◆ **DESCRIÇÃO DA TAREFA**: Transcreva sem alterações as linhas que vão da que contém "Instruction set for this micro-task: find dead" até a que contém "[182,380,433,660]", incluindo ambas. Não reproduza nenhuma outra linha.

◆ **DADOS DO EXERCÍCIO**:
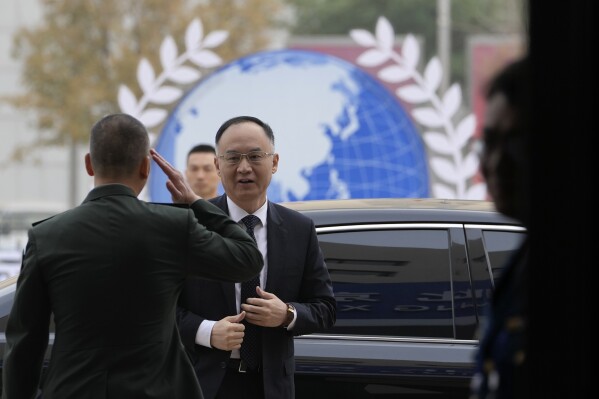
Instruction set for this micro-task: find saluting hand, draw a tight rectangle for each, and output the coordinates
[241,286,287,327]
[150,148,202,205]
[210,312,245,351]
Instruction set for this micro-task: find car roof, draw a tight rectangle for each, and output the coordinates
[281,198,520,226]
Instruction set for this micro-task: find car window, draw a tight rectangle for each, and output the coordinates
[319,229,454,337]
[483,230,525,285]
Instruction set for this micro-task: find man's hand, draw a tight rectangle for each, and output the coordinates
[150,148,202,205]
[210,311,245,351]
[241,286,287,327]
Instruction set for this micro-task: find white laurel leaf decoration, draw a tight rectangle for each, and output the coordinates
[203,30,229,48]
[412,107,443,127]
[139,108,167,128]
[350,17,486,199]
[422,132,454,155]
[433,183,456,198]
[118,19,229,142]
[397,85,430,104]
[137,58,156,93]
[189,50,223,68]
[170,65,202,84]
[349,29,377,47]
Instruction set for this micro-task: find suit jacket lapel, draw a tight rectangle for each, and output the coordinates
[210,194,237,314]
[265,201,289,292]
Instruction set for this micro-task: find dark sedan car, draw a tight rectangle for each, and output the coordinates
[0,199,525,399]
[285,199,525,399]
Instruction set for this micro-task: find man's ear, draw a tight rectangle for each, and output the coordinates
[85,152,95,176]
[139,155,151,179]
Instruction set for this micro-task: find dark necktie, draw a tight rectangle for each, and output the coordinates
[240,215,262,369]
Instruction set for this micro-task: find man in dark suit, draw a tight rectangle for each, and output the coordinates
[177,116,336,399]
[471,57,533,399]
[2,114,263,399]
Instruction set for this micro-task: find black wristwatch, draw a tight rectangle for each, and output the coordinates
[281,303,295,328]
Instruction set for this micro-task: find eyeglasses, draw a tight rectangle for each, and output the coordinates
[218,151,275,165]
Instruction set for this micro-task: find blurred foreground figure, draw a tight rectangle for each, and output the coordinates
[185,144,220,199]
[2,114,263,399]
[472,58,531,399]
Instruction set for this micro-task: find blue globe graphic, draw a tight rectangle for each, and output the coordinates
[148,49,430,202]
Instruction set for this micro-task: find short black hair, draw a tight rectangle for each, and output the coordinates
[214,115,275,146]
[187,144,216,160]
[485,56,531,116]
[89,114,150,177]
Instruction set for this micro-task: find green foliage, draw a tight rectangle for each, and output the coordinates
[8,0,282,149]
[292,0,526,88]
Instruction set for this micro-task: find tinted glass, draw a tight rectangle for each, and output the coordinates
[319,230,453,337]
[483,230,525,284]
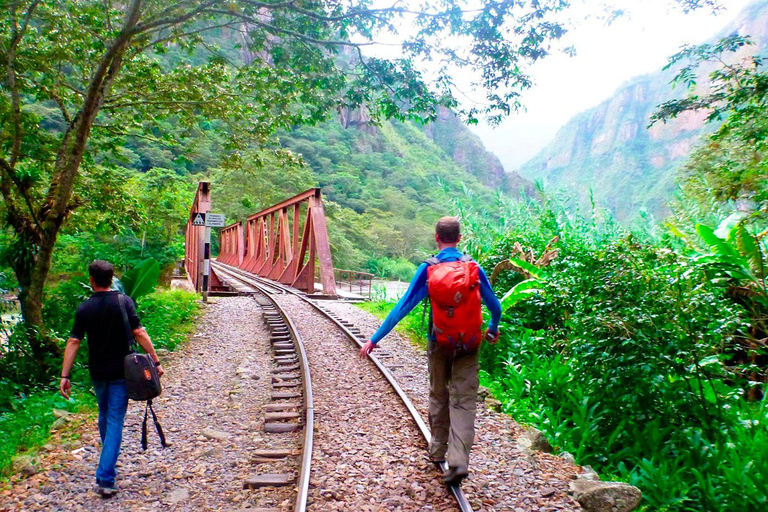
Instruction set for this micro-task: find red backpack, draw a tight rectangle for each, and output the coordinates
[427,255,483,352]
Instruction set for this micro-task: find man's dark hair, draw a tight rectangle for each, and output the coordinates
[88,260,115,288]
[435,217,461,244]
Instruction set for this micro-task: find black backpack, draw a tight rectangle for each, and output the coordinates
[117,293,168,450]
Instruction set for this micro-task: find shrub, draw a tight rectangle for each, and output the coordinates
[137,289,200,350]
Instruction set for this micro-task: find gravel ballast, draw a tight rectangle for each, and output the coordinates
[0,297,301,512]
[321,301,581,512]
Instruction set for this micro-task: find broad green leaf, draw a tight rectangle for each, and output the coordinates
[509,258,544,280]
[122,259,160,300]
[715,212,745,241]
[696,224,739,256]
[736,224,765,278]
[501,279,541,311]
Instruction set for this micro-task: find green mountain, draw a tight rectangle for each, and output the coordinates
[81,29,531,277]
[520,0,768,220]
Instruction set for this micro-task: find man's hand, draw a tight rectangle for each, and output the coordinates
[360,340,376,359]
[59,379,72,400]
[485,329,499,345]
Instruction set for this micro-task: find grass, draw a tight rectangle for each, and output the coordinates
[0,290,200,477]
[0,383,96,477]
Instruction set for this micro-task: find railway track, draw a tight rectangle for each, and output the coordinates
[213,271,314,511]
[212,262,473,512]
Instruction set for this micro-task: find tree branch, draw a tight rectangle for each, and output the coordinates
[7,0,40,169]
[43,0,142,226]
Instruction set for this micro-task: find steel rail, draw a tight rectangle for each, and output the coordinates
[212,262,315,512]
[211,261,473,512]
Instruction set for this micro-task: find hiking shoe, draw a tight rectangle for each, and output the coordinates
[443,466,469,487]
[96,485,117,499]
[427,455,445,466]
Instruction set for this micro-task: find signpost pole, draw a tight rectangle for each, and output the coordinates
[203,226,211,302]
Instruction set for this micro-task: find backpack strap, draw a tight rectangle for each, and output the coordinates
[117,292,136,353]
[141,400,168,451]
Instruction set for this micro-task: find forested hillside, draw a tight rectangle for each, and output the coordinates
[211,106,525,278]
[520,0,768,220]
[35,24,530,278]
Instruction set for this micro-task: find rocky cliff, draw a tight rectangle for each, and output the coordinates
[520,0,768,220]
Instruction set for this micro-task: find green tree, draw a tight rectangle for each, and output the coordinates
[0,0,567,359]
[0,0,728,359]
[652,35,768,220]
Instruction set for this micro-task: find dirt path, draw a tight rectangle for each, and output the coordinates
[0,297,299,512]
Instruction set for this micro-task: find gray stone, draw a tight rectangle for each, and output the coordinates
[200,428,232,441]
[571,480,642,512]
[52,409,72,419]
[11,455,37,476]
[485,396,501,412]
[243,474,296,489]
[167,487,189,504]
[576,466,600,482]
[525,427,552,453]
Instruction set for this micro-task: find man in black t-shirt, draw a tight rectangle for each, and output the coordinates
[59,260,163,498]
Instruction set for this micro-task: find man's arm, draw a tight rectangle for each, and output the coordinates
[59,337,80,400]
[360,263,427,357]
[133,327,165,375]
[480,267,501,343]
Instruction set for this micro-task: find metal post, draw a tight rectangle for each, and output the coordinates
[203,226,211,302]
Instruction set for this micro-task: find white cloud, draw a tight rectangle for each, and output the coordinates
[473,0,749,170]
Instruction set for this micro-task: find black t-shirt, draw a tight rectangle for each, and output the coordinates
[70,291,141,380]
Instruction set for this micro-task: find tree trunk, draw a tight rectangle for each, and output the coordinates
[14,228,62,368]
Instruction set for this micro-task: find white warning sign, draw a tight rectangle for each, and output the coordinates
[192,213,205,226]
[205,212,226,228]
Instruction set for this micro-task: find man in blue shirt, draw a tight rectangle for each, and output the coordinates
[360,217,501,485]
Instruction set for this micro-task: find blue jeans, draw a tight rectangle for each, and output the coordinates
[93,379,128,487]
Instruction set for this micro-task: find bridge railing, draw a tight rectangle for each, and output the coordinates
[333,268,376,299]
[217,188,336,296]
[184,181,211,292]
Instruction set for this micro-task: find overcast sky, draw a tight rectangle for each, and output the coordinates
[472,0,750,171]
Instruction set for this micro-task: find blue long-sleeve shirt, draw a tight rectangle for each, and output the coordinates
[371,247,501,345]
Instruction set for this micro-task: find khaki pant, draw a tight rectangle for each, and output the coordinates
[427,342,479,470]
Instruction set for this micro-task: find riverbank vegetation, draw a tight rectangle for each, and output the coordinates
[369,36,768,511]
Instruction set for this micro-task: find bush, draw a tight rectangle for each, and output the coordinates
[468,193,768,510]
[0,388,96,475]
[136,289,200,350]
[368,258,417,282]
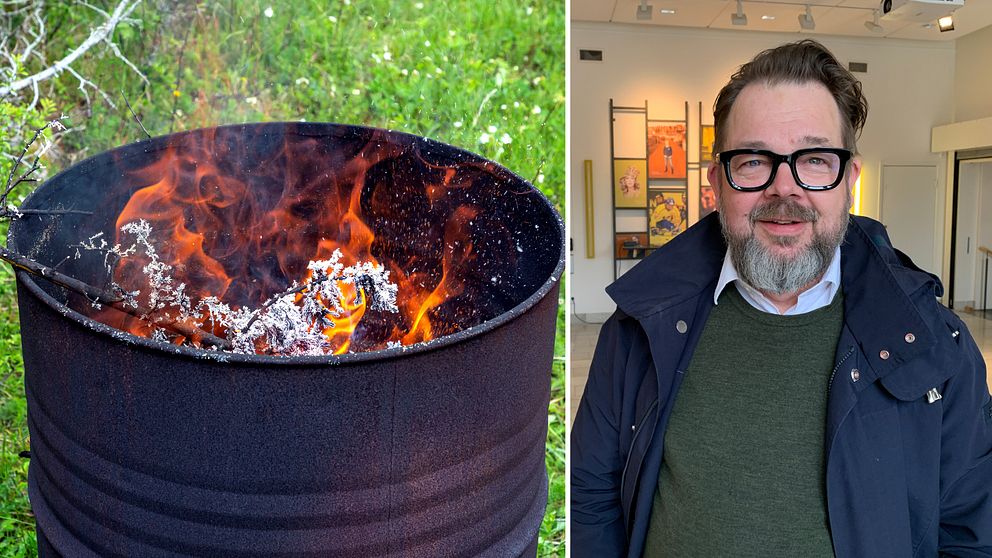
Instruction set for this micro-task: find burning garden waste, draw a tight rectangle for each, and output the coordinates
[7,123,564,558]
[56,123,521,356]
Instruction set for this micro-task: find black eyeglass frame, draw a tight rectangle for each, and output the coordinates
[717,147,854,192]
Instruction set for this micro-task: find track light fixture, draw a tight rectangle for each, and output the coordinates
[799,4,816,31]
[865,10,885,33]
[637,0,652,21]
[730,0,747,25]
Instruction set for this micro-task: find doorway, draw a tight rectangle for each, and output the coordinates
[951,157,992,319]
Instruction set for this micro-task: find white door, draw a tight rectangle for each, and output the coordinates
[880,165,940,274]
[954,163,983,309]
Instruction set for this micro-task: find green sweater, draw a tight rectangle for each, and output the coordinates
[644,285,844,558]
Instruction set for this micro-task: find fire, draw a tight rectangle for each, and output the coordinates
[98,128,479,354]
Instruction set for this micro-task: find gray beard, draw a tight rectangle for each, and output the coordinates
[720,200,850,294]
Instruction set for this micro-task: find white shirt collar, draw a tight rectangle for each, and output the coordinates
[713,246,840,316]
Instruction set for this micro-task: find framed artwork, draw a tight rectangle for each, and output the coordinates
[613,232,648,259]
[699,124,716,165]
[648,188,689,248]
[699,184,716,219]
[613,159,648,209]
[613,111,648,159]
[648,122,686,179]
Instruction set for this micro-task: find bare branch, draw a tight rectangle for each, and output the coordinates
[0,246,232,350]
[0,0,141,96]
[121,89,152,139]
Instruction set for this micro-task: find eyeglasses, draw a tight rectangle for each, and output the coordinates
[717,147,851,192]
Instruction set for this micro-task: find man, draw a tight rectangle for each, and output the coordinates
[569,40,992,558]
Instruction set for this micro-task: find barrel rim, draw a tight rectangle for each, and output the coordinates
[7,121,565,367]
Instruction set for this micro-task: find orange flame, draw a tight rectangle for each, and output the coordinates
[98,130,478,354]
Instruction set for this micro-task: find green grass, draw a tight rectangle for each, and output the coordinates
[0,0,565,557]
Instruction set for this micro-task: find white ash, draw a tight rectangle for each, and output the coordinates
[77,220,401,356]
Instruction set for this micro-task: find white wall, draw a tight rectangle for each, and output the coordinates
[569,22,955,314]
[975,163,992,309]
[954,27,992,122]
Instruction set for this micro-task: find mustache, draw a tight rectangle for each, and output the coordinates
[748,199,820,226]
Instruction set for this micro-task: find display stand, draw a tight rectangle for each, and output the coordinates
[610,99,698,279]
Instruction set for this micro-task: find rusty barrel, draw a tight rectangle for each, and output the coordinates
[8,124,564,557]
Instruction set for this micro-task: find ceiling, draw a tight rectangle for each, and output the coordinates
[570,0,992,41]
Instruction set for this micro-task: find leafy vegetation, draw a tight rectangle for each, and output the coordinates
[0,0,565,557]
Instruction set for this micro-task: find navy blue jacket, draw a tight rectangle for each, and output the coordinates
[569,214,992,558]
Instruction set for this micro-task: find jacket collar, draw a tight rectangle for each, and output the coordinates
[606,213,943,384]
[606,212,727,320]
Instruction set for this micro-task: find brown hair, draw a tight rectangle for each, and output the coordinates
[713,39,868,153]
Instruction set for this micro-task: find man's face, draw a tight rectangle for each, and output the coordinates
[709,83,861,292]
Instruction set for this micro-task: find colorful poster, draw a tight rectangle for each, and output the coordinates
[699,124,716,165]
[613,233,648,259]
[648,188,689,248]
[648,123,686,179]
[613,159,648,209]
[699,184,716,219]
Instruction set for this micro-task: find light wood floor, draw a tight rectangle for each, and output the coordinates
[568,313,992,429]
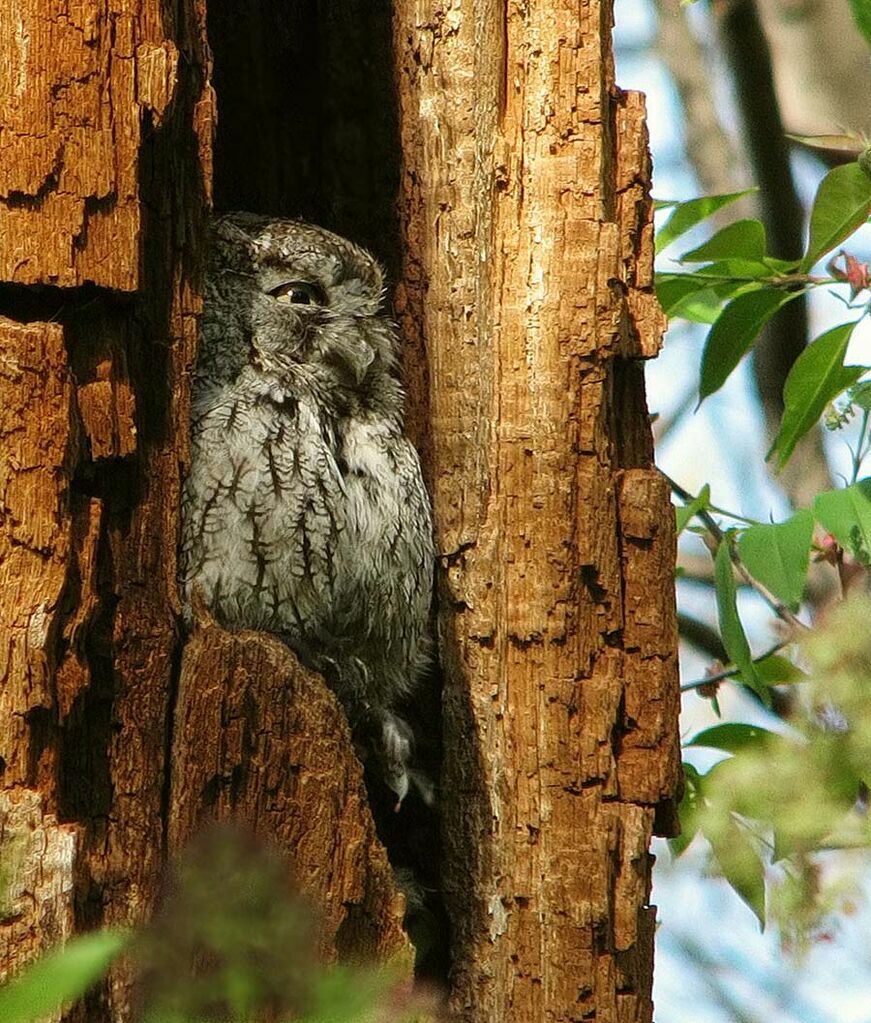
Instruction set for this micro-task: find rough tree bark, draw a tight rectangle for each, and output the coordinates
[0,0,678,1023]
[0,0,408,1023]
[395,0,678,1021]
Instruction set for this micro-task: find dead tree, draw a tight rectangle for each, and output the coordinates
[0,0,679,1023]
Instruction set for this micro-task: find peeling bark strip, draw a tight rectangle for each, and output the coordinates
[395,0,679,1023]
[0,789,79,1002]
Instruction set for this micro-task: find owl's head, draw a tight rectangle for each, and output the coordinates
[203,213,396,398]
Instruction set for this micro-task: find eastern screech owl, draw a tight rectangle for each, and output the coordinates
[181,213,434,799]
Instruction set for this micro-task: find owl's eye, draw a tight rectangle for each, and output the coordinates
[269,280,326,306]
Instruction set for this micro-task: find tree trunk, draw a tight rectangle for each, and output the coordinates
[0,0,678,1021]
[395,0,679,1023]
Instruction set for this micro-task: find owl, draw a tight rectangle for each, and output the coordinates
[180,213,434,801]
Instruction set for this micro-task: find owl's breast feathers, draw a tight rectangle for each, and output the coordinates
[182,380,433,660]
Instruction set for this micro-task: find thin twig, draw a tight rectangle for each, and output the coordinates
[681,639,792,693]
[662,473,809,632]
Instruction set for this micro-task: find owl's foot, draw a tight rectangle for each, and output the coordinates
[379,711,413,810]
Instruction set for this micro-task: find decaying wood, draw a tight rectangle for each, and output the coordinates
[0,789,78,1002]
[395,0,679,1023]
[168,623,411,970]
[0,0,678,1023]
[0,0,410,1023]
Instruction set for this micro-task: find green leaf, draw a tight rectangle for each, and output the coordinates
[656,188,756,253]
[767,320,865,469]
[713,538,771,704]
[755,654,808,685]
[684,721,774,753]
[738,508,814,611]
[699,287,801,402]
[0,931,130,1023]
[814,479,871,565]
[681,220,766,263]
[702,817,766,930]
[693,256,798,284]
[850,0,871,52]
[668,762,703,857]
[847,381,871,412]
[674,484,710,536]
[656,273,709,316]
[668,278,759,325]
[801,163,871,270]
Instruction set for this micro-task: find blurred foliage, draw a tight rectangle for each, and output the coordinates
[657,150,871,949]
[0,827,437,1023]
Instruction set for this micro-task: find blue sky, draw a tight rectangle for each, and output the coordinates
[615,0,871,1023]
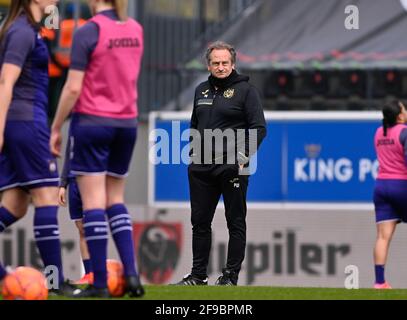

◆ **SOLUÇÃO**:
Instruction set for this micro-task: find dead tree, draw a tight rectangle for each, and output the coordinates
[0,0,679,1023]
Instruction set for this micro-task: find peeling bark strip, draw a tight rectangle for each, and output the coordinates
[395,0,679,1023]
[0,789,79,1002]
Instruction set for this micro-task: find owl's head, draw a tight rectangle for each, and output the coordinates
[203,213,396,398]
Instruction set for this micro-task: find eastern screech owl, draw a tight rectangle for each, and output the coordinates
[181,213,434,799]
Instruction set for this micro-task: find owl's eye, draw a tight rectangle for each, and output the coordinates
[269,280,326,306]
Instruction set for this micro-task: find tree trunk, draw a tight rectangle for each, and output the coordinates
[0,0,678,1021]
[395,0,679,1023]
Instruction set for this micro-task: find owl, draw a tight rectangle for each, and output the coordinates
[180,213,434,801]
Instruction set for this micro-task: find owl's breast feathers, draw a tight rectangle for each, and output the coordinates
[182,380,433,660]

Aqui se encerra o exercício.